Distributed MSUP distributed modal response#

This example shows how to read and expand distributed files on distributed processes. The modal basis (two distributed files) is read on two remote servers. The modal response (two distributed files) is then read and expanded on a third server.

The following diagram helps you to understand this example. It shows the operator chain that is used to compute the final result.

digraph foo {
    graph [pad="0", nodesep="0.3", ranksep="0.3"]
    node [shape=box, style=filled, fillcolor="#ffcc00", margin="0"];
    rankdir=LR;
    splines=line;

    disp01 [label="displacement"];
    disp02 [label="displacement"];
    mesh01 [label="mesh"];
    mesh02 [label="mesh"];

    subgraph cluster_1 {
        ds01 [label="data_src", shape=box, style=filled, fillcolor=cadetblue2];

        disp01; mesh01;

        ds01 -> disp01 [style=dashed];
        ds01 -> mesh01 [style=dashed];

        label="Server 1";
        style=filled;
        fillcolor=lightgrey;
    }

    subgraph cluster_2 {
        ds02 [label="data_src", shape=box, style=filled, fillcolor=cadetblue2];

        disp02; mesh02;

        ds02 -> disp02 [style=dashed];
        ds02 -> mesh02 [style=dashed];

        label="Server 2";
        style=filled;
        fillcolor=lightgrey;
    }

    disp01 -> "merge_fields";
    mesh01 -> "merge_mesh";
    disp02 -> "merge_fields";
    mesh02 -> "merge_mesh";

    ds03 [label="data_src", shape=box, style=filled, fillcolor=cadetblue2];
    ds03 -> "response2" [style=dashed];
    ds04 [label="data_src", shape=box, style=filled, fillcolor=cadetblue2];
    ds04 -> "response" [style=dashed];

    "merge_mesh" -> "response";
    "response" -> "merge_use_pass";
    "response2" -> "merge_use_pass";
    "merge_use_pass" -> "expansion";
    "merge_fields" -> "expansion";
    "expansion" -> "component";
}

Import the dpf-core module and its examples files.

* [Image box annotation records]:
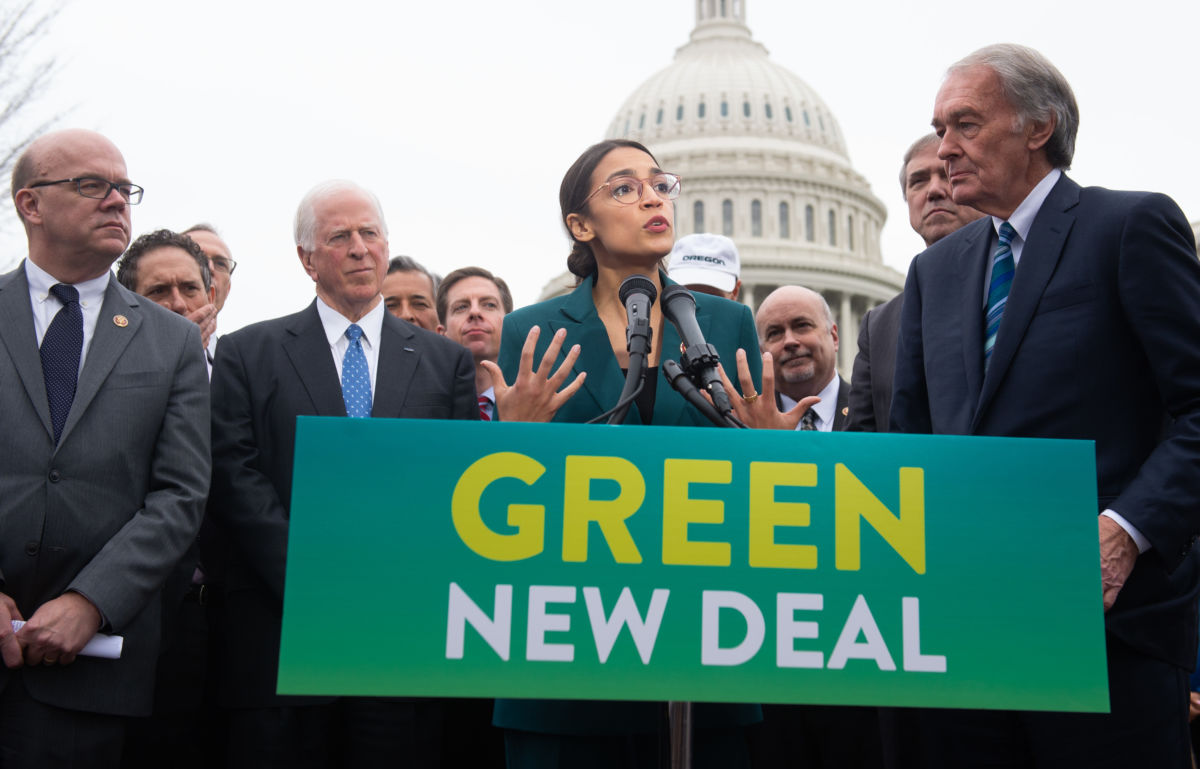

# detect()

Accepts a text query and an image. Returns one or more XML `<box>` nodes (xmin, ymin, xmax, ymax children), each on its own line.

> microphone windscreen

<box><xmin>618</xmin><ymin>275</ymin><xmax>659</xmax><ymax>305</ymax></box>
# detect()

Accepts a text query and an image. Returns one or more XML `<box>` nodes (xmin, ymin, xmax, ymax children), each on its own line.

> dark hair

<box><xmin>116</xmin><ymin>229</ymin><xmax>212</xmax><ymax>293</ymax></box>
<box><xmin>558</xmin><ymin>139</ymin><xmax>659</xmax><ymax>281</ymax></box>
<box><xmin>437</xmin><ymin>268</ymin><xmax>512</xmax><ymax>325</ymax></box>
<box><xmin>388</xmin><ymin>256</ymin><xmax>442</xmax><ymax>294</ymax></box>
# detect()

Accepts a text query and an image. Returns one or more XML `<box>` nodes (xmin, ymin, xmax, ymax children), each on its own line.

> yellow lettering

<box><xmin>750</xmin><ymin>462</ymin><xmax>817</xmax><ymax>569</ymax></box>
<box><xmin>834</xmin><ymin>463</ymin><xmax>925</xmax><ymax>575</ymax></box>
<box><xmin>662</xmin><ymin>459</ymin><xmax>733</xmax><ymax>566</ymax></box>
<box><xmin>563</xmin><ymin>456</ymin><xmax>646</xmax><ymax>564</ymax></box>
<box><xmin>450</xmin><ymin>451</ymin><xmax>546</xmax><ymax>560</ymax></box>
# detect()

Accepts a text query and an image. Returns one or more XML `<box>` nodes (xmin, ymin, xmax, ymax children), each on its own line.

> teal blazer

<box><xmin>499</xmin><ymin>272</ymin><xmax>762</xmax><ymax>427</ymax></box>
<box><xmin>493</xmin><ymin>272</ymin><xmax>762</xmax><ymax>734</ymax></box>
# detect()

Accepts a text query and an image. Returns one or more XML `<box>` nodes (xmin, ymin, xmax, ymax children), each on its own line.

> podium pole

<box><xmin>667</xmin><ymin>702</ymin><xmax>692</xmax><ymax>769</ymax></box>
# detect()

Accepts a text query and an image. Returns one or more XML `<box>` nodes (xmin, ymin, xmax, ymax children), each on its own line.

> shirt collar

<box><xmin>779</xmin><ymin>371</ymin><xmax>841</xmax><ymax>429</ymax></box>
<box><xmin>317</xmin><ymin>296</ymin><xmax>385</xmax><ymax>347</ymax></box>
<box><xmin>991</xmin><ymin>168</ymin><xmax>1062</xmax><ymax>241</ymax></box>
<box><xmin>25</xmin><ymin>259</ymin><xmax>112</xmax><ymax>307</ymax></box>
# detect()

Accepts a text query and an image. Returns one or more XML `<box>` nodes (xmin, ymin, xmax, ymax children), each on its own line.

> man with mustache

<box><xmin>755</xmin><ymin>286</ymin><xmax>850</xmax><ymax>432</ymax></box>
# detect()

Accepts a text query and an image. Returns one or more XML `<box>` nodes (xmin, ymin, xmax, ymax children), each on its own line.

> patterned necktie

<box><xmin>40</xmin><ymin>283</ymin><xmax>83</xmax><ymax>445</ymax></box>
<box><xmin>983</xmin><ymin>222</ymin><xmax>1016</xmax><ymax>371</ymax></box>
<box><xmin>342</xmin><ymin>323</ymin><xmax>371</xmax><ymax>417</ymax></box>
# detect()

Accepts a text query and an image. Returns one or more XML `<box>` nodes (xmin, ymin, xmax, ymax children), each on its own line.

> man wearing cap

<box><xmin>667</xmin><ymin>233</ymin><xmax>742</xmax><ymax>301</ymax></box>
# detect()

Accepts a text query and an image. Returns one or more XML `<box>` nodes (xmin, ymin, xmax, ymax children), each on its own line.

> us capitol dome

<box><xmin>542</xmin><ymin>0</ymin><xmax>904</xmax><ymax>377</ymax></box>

* [Required tasks]:
1. According to the distributed modal response page, where are the modal basis files read?
2. Please repeat the passage of the distributed modal response page from "This example shows" up to and including "a third server.".

* [Final answers]:
1. On two remote servers.

2.
This example shows how to read and expand distributed files on distributed processes. The modal basis (two distributed files) is read on two remote servers. The modal response (two distributed files) is then read and expanded on a third server.